Zu erledigende Aufgaben:
1: Nennen Sie alle Organisationen, Behörden und Zeitungen, die im Textabschnitt zur Altersarmut namentlich vorkommen.
2: Stimmen die folgenden Aussagen mit dem Textabschnitt zur Altersarmut überein? Beantworten Sie jede mit Ja oder Nein und zitieren Sie wörtlich die entscheidenden Worte.
(a) Hamburg hat bundesweit den höchsten Anteil über 64-Jähriger, die Grundsicherung beziehen.
(b) Die Sozialbehörde hat sich Edeles Forderung angeschlossen.
(c) Die Wohlfühlmorgen für arme Menschen finden einmal im Monat statt.

── Textabschnitt

Menschen gemeinsam am Rollator
Altersarmut ist häufig auch nicht sofort sichtbar. Stolz und Schamhalten viele Menschen davon ab, über ihre Finanzprobleme zu reden, vielmehr helfen sie sich lieber mit zusätzlichen Jobs aus. Foto: Marco Heinen

Michael Edele, Leiter der Caritas Hamburg, hat die Stadt aufgefordert, „ernsthaft zu erwägen, eine höhere Grundsicherung zu zahlen als sie laut Regelsatz vorgeschrieben ist.“ Das Sozialgesetzbuch XII erlaube dies Bundesländern und Kommunen, um die Folgen von Altersarmut wie mangelnde Teilhabe und Vereinsamung zu vermeiden oder zumindest zu lindern, sagte Edele der Neuen KirchenZeitung weiter. Die Sozialbehörde hat dazu bis Redaktionsschluss am Dienstagabend keine Stellungnahme abgegegeben.

Edele reagierte damit auf die jüngste Erhebung des Statistischen Bundesamtes zur Altersarmut. Demnach verzeichnet die Elbmetropole bundesweit mit 8,5 Prozent den höchsten Anteil von Menschen im Alter von mehr als 64 Jahren, die auf Grundsicherung angewiesen sind. „Besonders sichtbar ist die Zunahme von Senioren bei den zweimal im Jahr stattfindenden Wohlfühlmorgen für arme Menschen, bei denen Malteser, Caritas und andere zusammengefasst Hilfeangebote vorhalten“, sagte Edele weiter.

Nach Angaben des Statistischen Bundesamtes sind in ganz Deutschland zunehmend Menschen von Altersarmut bedroht. Der Anteil der über 64-Jährigen, die gemessen am mittleren Einkommen bundesweit armutsgefährdet sind, stieg demnach in den vergangenen 15 Jahren um 4,7 Prozentpunkte auf 15,7 Prozent im Jahr 2019. In keiner anderen Altersgruppe sei der Anstieg seit 2005 so groß gewesen. Eine Person gilt als armutsgefährdet, wenn ihr Nettoäquivalenzeinkommen weniger als 60 Prozent des bundesweiten durchschnittlichen Einkommens beträgt.

────
── Datensatzinhalt

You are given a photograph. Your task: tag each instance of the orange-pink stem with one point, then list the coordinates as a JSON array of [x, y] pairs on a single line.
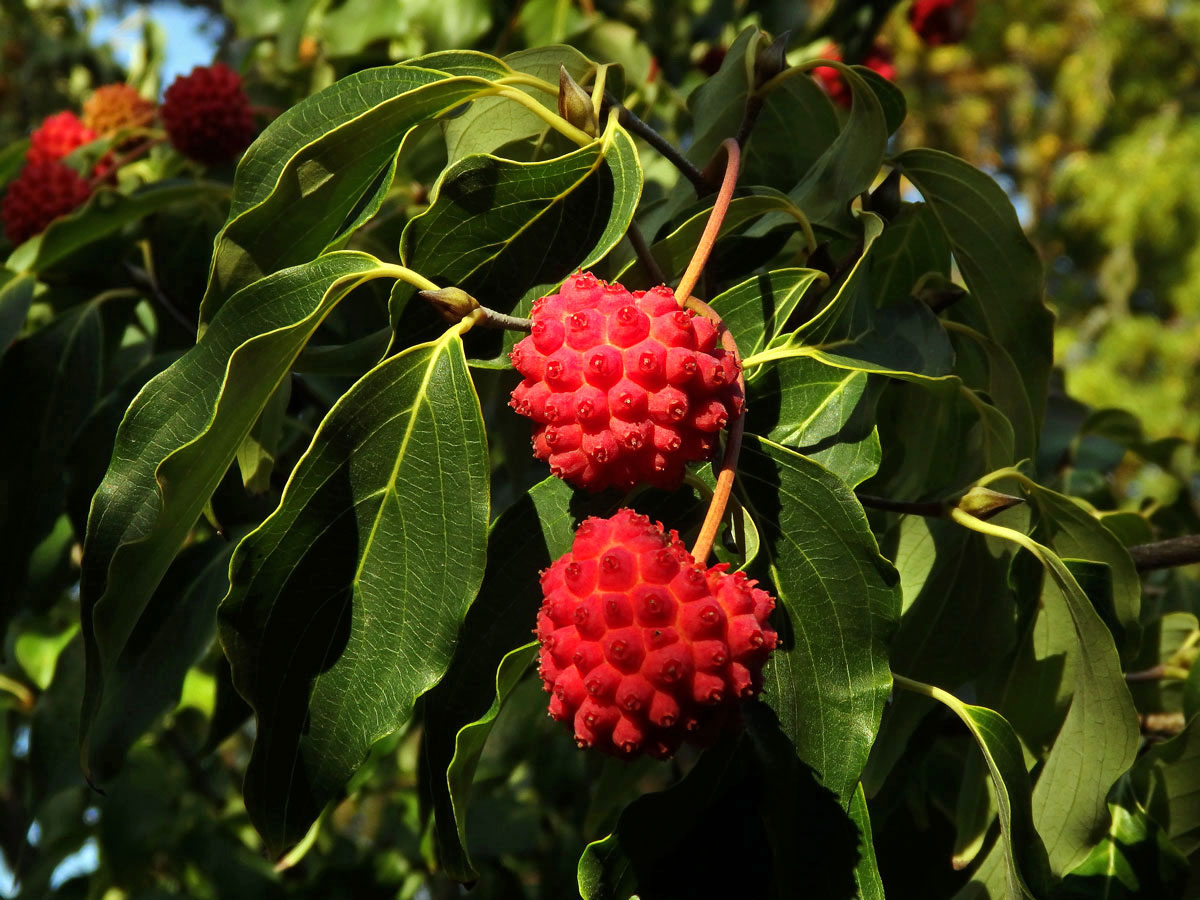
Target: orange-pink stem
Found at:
[[705, 247], [720, 498]]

────

Lösungen:
1:
- Caritas Hamburg (auch kurz „Caritas“)
- Neue KirchenZeitung
- Sozialbehörde
- Statistisches Bundesamt
- Malteser

2:
(a) Ja: „verzeichnet die Elbmetropole bundesweit mit 8,5 Prozent den höchsten Anteil von Menschen im Alter von mehr als 64 Jahren, die auf Grundsicherung angewiesen sind“
(b) Nein: „Die Sozialbehörde hat dazu bis Redaktionsschluss am Dienstagabend keine Stellungnahme“
(c) Nein: „zweimal im Jahr stattfindenden Wohlfühlmorgen“